▶ **Amaç 1**
Verilen metne göre, mezarlık çocuğu diye anılan oğlan annesinin öldüğünü neden kimseye söylemiyor? Bir iki cümleyle açıklayın.
▶ **Amaç 2**
Verilen metinden "Hakan Günday - Az" sözcüklerini içeren yerle açılıp "Beni oldukça etkiledi." ile kapanan bölümü hiç değiştirmeden tekrarlayın.

▶ **Verilen metin**
************

Hakan Günday - Az
Bir insanın bu kitabı beğenmeme olasılığı olacağını düşünmüyorum. Elbet çıkacaktır fakat kabullenesim hiç yok. Muazzam bir kitap, muhteşem bir kurgu ve olay akışı. Anlayabileceğiniz ve çıkarabileceğiniz anlamlar. Beni oldukça etkiledi.
Kitap birbirinden habersiz iki insanın 11 yaşında kesişen yaşamı ve yıllar sonra hayatın onları nasıl bir araya getirdiğinden bahsediyor. Fakat onları kader bir araya getirirken hayat onlara apayrı hayatları uygun görüyor. Buradan sonrasında açık açık konuşacağım için okumayanlar okuduktan sonra devam etsin!
11 yaşında küçücük bir kız. Bir ev için ve bi' kaç hayvan için resmen satılıyor. Kocası tarafından tecavüze uğruyor. Yetmiyor kocası tarafından şiddet görüyor. Yetti mi? Tabii ki hayır. 5 yıl boyunca iki daire arasında hapis yaşıyor.
11 yaşında küçücük bir oğlan. Babası cezaevinde ve geçimini mezarlıkta mezarlara su dökerek sağlıyor. Nam-ı diğer mezarlık çocuğu. Annesi ölüyor ve kendisini yurda gönderirler diye kimseye söylemiyor. Parçalara ayırarak ayrı ayrı mezarlara gömüyor annesini.

************

▶ **Veri satırları**
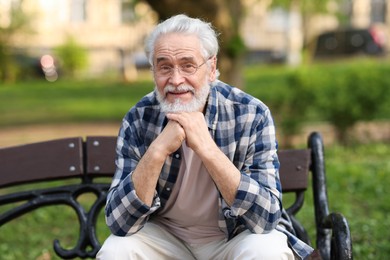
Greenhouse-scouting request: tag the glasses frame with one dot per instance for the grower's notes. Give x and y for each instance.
(178, 68)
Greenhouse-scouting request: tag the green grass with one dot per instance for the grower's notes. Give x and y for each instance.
(63, 101)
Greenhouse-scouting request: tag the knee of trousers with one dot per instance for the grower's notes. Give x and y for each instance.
(264, 246)
(116, 247)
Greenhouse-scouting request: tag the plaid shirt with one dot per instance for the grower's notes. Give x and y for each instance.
(243, 128)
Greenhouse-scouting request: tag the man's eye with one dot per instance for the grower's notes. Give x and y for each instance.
(165, 68)
(188, 66)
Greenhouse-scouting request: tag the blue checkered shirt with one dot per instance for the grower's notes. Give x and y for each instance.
(243, 128)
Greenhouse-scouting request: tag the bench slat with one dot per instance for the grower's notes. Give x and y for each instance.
(100, 155)
(294, 169)
(49, 160)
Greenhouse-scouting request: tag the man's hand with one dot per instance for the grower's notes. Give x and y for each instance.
(170, 138)
(225, 175)
(195, 128)
(147, 172)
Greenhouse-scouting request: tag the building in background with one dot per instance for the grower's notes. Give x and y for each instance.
(113, 31)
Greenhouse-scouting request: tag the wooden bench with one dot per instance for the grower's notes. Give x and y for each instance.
(93, 157)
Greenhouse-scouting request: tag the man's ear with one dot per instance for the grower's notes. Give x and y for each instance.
(213, 69)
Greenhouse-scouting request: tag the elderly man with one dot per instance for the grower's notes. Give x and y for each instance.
(197, 170)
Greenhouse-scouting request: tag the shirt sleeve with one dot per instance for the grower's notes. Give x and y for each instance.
(258, 200)
(125, 212)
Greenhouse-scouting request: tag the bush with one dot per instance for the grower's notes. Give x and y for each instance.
(72, 57)
(339, 93)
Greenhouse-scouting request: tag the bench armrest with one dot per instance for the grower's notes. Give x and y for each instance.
(333, 234)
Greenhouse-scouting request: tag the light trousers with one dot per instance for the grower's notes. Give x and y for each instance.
(154, 242)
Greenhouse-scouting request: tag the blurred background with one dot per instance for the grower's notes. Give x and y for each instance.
(75, 67)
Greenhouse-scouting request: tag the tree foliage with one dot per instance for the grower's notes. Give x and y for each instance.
(18, 21)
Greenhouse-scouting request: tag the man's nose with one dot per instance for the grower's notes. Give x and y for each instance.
(176, 78)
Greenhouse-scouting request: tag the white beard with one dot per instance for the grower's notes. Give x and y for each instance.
(196, 104)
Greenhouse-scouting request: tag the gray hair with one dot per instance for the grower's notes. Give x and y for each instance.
(183, 24)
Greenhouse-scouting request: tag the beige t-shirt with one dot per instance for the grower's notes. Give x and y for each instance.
(191, 212)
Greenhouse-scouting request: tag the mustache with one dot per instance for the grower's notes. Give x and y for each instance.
(180, 89)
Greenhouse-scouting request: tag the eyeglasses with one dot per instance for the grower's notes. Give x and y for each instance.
(186, 69)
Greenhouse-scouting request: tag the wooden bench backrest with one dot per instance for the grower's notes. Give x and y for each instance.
(57, 159)
(70, 157)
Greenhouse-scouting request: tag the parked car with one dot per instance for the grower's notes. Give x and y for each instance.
(349, 42)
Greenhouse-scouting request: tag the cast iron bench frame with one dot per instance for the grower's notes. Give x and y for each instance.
(89, 159)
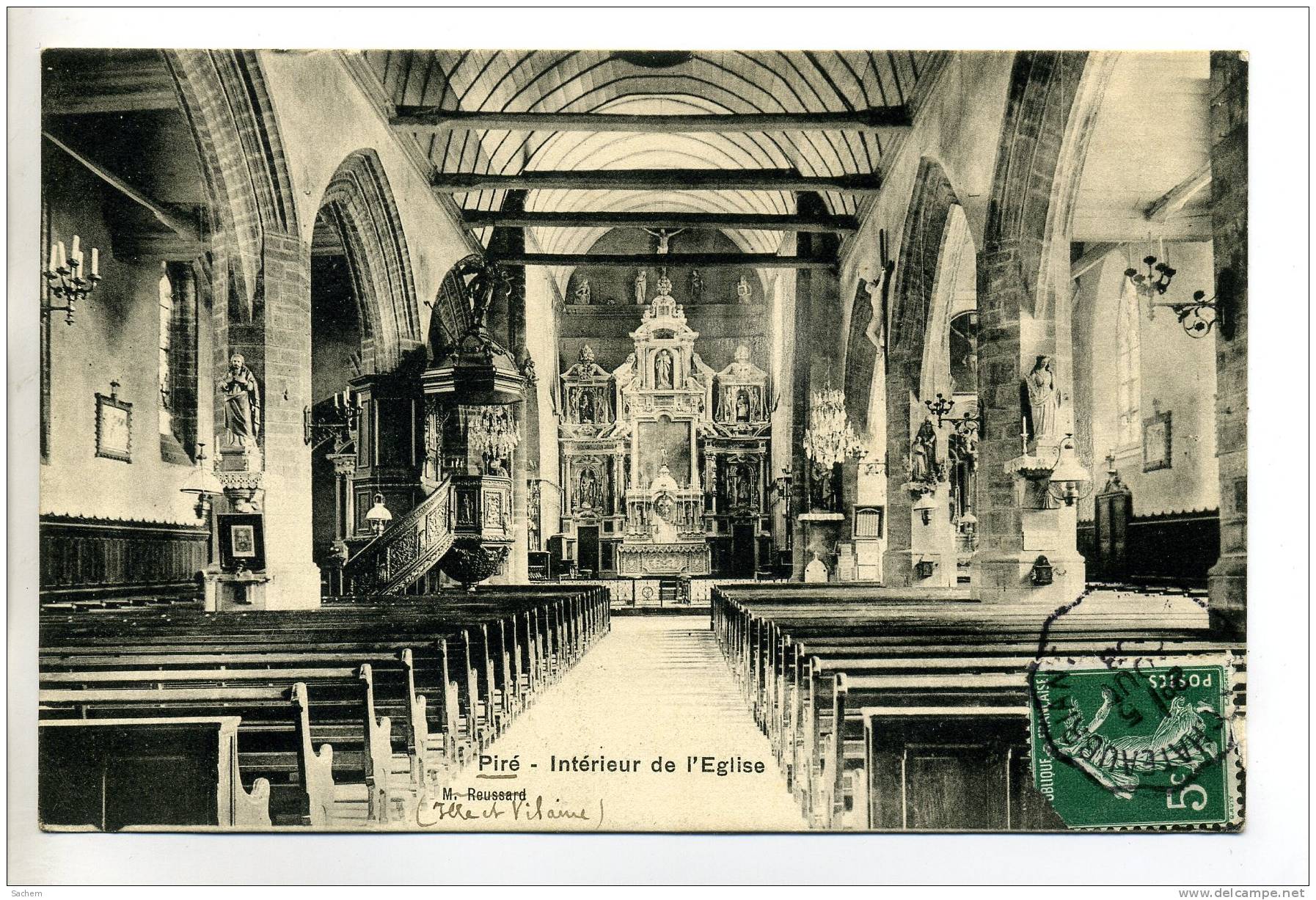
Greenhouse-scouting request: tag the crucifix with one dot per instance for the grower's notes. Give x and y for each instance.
(664, 238)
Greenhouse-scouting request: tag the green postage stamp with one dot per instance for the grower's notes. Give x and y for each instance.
(1140, 741)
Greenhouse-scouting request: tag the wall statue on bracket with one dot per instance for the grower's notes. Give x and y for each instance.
(241, 403)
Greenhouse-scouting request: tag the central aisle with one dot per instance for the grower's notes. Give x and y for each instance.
(656, 686)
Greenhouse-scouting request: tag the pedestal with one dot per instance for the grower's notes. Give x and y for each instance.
(931, 560)
(819, 533)
(236, 591)
(1048, 568)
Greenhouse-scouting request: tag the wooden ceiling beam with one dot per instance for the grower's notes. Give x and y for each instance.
(657, 179)
(167, 217)
(747, 222)
(432, 119)
(659, 260)
(1178, 197)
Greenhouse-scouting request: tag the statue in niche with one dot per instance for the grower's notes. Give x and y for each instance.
(744, 494)
(662, 370)
(744, 293)
(241, 403)
(924, 465)
(1044, 399)
(582, 293)
(588, 490)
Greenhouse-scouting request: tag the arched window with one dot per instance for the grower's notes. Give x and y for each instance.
(1128, 367)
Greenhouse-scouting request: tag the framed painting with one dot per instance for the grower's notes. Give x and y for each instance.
(114, 428)
(1157, 442)
(241, 542)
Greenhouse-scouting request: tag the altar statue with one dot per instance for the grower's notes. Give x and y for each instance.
(588, 490)
(582, 293)
(641, 287)
(924, 465)
(241, 403)
(662, 370)
(1044, 400)
(741, 407)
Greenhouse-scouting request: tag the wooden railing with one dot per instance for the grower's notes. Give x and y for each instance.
(407, 550)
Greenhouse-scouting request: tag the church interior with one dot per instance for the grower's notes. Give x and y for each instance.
(398, 406)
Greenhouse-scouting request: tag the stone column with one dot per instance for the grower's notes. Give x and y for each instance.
(1228, 578)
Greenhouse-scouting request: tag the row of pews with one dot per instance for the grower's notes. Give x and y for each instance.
(340, 717)
(894, 709)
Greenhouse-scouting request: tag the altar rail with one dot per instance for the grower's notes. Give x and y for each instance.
(648, 593)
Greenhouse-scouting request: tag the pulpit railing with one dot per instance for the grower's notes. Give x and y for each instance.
(407, 550)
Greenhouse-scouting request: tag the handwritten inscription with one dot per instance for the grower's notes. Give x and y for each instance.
(431, 815)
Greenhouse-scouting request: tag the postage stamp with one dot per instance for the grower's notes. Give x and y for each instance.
(1138, 741)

************

▶ **Doğru yanıt 1**
Oğlan, annesinin öldüğünü söylerse kendisini yurda gönderecekleri düşüncesiyle bunu kimseye söylemiyor.

▶ **Doğru yanıt 2**
Hakan Günday - Az
Bir insanın bu kitabı beğenmeme olasılığı olacağını düşünmüyorum. Elbet çıkacaktır fakat kabullenesim hiç yok. Muazzam bir kitap, muhteşem bir kurgu ve olay akışı. Anlayabileceğiniz ve çıkarabileceğiniz anlamlar. Beni oldukça etkiledi.